[Point-per-instance localization data]

═══

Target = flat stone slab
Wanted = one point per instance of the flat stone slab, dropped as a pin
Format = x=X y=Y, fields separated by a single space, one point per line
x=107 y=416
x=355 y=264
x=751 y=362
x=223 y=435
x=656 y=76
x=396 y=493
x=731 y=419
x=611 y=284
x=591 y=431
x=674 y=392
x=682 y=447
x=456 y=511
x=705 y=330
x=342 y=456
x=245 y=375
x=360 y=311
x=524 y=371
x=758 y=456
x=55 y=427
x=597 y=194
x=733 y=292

═══

● **Required work**: Please repeat the records so that each one reads exactly as it does above.

● **Answer space**:
Target = flat stone slab
Wanted = one point per instance of the flat stone slab, dropped as a pin
Format = x=X y=Y, fields separated by a single space, one point per line
x=107 y=416
x=355 y=264
x=751 y=362
x=223 y=435
x=656 y=76
x=396 y=493
x=731 y=419
x=611 y=284
x=591 y=431
x=674 y=392
x=682 y=447
x=456 y=511
x=705 y=330
x=342 y=456
x=245 y=375
x=360 y=311
x=524 y=371
x=758 y=456
x=55 y=427
x=597 y=194
x=733 y=292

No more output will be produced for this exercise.